_Verilen metin:_

Meta (Oculus) Quest 2

Bu cihazı almadan önce araştırma yaparken TS'de bu cihazın bir incelemesinin olmayışı beni çok şaşırtmıştı. Halefi Meta Quest 3 çıktıktan sonra eski modeli incelemek biraz tuhaf fakat olması gerektiğini düşündüğüm için deneyimlerimi paylaşmak istiyorum.

Kutu İçeriği

Teknik Detaylar

İşletim Sistemi Quest system software, based on Android source code.
İşlemci Qualcomm Snapdragon XR2( 7nm ): Octa-core (1x2.84 GHz Kryo 585 & 3x2.42 GHz Kryo 585 & 4x1.8 GHz Kryo 585)

_Sağlanan veriler:_

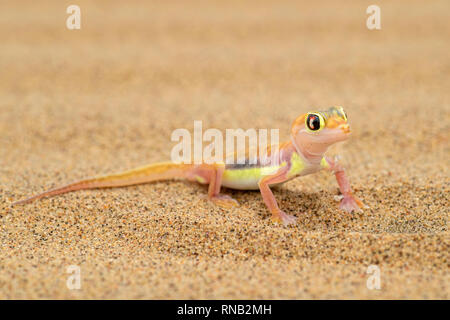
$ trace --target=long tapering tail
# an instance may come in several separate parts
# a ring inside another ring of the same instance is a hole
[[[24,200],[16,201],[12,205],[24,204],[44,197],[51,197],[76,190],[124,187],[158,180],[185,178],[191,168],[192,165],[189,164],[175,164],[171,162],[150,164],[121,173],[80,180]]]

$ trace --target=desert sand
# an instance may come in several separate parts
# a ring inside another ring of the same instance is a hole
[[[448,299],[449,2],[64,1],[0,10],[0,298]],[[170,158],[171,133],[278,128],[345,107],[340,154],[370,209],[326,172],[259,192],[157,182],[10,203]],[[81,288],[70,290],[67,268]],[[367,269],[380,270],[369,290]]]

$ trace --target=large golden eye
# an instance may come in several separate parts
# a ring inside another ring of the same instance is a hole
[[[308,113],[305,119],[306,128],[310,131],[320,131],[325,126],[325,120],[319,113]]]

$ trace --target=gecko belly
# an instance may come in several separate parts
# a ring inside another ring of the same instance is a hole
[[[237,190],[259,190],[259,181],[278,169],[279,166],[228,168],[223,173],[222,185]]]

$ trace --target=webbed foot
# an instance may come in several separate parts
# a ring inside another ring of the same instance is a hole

_Alıştırmalar:_
1: Quest 2 incelemesine göre cihazda hangi işlemci bulunuyor?
2: Quest 2 incelemesinden "Kutu İçeriği" ifadesini içeren kelimelerle açılıp "GHz Kryo 585)" ile kapanan bölümü olduğu gibi yazın.

_Sonuçlar:_
1: Qualcomm Snapdragon XR2 (7nm)

2:
Kutu İçeriği

Teknik Detaylar

İşletim Sistemi Quest system software, based on Android source code.
İşlemci Qualcomm Snapdragon XR2( 7nm ): Octa-core (1x2.84 GHz Kryo 585 & 3x2.42 GHz Kryo 585 & 4x1.8 GHz Kryo 585)